## OBJETIVO DEL EJERCICIO
Copia sin ningún cambio todo lo que va desde la línea que contiene "of the green" hasta el final de los registros.

## DATOS PROPORCIONADOS

+--

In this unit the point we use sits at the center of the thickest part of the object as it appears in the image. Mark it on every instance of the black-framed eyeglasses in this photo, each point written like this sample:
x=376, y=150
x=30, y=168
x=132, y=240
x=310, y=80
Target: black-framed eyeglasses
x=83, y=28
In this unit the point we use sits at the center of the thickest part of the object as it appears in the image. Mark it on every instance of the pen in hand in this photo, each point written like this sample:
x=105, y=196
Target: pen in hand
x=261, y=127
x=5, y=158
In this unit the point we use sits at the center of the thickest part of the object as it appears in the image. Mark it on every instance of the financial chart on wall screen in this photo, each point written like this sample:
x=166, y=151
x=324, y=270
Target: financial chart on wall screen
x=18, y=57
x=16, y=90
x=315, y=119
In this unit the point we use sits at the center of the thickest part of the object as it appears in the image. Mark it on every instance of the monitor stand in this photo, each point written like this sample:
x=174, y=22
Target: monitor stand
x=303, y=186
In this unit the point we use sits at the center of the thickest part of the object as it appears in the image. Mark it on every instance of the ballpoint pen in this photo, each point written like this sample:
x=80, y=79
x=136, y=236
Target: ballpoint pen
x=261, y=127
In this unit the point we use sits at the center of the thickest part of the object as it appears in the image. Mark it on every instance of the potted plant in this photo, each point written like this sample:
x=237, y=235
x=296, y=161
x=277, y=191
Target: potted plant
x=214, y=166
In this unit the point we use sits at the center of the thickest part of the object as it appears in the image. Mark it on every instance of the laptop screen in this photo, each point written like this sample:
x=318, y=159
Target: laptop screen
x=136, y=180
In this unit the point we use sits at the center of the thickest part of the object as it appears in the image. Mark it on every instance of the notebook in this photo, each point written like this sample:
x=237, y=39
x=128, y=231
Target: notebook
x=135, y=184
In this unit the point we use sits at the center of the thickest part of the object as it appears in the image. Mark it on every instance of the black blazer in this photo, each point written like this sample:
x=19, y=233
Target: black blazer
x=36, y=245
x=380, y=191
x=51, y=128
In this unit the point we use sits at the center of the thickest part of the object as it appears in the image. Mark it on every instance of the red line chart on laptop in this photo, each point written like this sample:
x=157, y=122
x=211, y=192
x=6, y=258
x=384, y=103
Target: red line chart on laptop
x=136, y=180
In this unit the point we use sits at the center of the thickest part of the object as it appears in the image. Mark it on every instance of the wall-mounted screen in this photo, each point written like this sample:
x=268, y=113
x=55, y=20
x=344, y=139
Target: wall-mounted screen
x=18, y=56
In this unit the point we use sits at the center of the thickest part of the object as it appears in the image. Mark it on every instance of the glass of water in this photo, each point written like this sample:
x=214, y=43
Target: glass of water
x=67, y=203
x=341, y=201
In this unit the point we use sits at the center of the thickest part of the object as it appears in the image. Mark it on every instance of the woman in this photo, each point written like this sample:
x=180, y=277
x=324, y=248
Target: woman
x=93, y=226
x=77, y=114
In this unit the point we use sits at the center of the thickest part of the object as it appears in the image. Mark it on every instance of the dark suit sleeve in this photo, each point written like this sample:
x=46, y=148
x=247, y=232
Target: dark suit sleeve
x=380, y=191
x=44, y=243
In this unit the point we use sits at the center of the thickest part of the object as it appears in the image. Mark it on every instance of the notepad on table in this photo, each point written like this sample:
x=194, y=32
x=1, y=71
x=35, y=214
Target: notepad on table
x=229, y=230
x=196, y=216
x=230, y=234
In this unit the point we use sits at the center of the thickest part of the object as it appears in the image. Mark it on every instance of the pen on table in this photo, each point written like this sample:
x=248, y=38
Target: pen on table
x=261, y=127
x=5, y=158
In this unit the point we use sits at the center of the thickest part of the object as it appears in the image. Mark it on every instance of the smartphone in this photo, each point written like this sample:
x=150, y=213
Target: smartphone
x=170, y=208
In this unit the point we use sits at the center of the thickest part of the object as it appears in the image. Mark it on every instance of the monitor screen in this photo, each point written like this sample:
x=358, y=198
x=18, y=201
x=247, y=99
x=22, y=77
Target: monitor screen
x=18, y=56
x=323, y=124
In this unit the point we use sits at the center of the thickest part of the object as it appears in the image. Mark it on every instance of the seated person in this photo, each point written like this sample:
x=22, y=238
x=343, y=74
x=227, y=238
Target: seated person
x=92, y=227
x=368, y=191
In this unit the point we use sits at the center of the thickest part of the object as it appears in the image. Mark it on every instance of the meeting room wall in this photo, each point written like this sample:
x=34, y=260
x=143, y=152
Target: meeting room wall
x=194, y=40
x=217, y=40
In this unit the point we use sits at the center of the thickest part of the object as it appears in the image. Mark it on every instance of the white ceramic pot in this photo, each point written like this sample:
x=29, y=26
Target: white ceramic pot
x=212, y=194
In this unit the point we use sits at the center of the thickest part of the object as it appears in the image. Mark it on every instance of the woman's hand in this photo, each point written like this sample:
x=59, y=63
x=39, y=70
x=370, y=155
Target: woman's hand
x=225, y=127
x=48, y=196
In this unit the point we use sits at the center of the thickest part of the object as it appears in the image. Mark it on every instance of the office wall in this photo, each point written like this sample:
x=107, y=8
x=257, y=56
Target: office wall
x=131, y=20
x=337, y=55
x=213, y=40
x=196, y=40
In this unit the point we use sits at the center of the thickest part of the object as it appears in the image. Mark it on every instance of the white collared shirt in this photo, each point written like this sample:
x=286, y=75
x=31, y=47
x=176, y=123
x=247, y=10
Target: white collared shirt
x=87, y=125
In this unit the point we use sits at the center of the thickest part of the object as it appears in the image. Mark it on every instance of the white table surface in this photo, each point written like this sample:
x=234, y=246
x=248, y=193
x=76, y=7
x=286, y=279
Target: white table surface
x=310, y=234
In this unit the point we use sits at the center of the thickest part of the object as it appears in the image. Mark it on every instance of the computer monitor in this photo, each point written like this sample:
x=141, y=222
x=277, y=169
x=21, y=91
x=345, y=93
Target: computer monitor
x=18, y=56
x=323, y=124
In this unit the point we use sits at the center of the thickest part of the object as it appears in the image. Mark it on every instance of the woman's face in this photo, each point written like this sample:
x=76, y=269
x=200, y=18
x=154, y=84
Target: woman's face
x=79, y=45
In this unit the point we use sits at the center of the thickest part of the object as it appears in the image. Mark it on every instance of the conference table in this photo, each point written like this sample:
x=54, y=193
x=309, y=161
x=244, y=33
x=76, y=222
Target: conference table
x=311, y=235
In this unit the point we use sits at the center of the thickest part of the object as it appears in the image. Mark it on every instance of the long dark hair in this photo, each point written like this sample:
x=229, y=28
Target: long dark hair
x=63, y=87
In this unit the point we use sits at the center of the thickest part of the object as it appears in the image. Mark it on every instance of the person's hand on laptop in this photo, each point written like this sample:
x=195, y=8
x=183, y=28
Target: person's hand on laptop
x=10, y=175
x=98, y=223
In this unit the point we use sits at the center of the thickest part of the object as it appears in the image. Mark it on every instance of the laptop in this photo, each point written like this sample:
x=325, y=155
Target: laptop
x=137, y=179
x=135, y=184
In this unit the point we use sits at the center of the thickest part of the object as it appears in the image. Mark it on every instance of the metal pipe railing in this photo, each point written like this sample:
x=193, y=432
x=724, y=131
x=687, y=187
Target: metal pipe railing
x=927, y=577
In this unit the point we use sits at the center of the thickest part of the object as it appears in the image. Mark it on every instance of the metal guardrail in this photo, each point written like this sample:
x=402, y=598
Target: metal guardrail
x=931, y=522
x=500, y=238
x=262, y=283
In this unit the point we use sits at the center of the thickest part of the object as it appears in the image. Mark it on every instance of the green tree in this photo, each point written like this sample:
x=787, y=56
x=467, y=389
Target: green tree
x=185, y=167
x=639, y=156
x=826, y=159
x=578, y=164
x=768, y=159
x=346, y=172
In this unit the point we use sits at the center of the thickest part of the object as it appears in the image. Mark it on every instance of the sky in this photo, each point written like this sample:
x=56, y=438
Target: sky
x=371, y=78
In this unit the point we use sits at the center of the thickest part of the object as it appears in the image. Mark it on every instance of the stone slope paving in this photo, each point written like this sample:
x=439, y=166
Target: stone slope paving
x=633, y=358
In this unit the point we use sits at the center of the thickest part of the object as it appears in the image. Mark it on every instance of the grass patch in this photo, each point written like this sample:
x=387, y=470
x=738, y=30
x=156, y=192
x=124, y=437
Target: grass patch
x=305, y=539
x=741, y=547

+--

## RESPUESTA DEL EJERCICIO
In this unit the point we use sits at the center of the thickest part of the object as it appears in the image. Mark it on every instance of the green tree in this photo, each point written like this sample:
x=787, y=56
x=467, y=389
Target: green tree
x=185, y=167
x=639, y=156
x=826, y=159
x=578, y=164
x=768, y=159
x=346, y=172
In this unit the point we use sits at the center of the thickest part of the object as it appears in the image. Mark it on every instance of the sky in this photo, each point written like this sample:
x=56, y=438
Target: sky
x=371, y=78
In this unit the point we use sits at the center of the thickest part of the object as it appears in the image. Mark it on every instance of the stone slope paving in this photo, each point written like this sample:
x=439, y=166
Target: stone slope paving
x=633, y=358
In this unit the point we use sits at the center of the thickest part of the object as it appears in the image. Mark it on every instance of the grass patch in this photo, each point written like this sample:
x=387, y=470
x=738, y=30
x=156, y=192
x=124, y=437
Target: grass patch
x=305, y=539
x=741, y=547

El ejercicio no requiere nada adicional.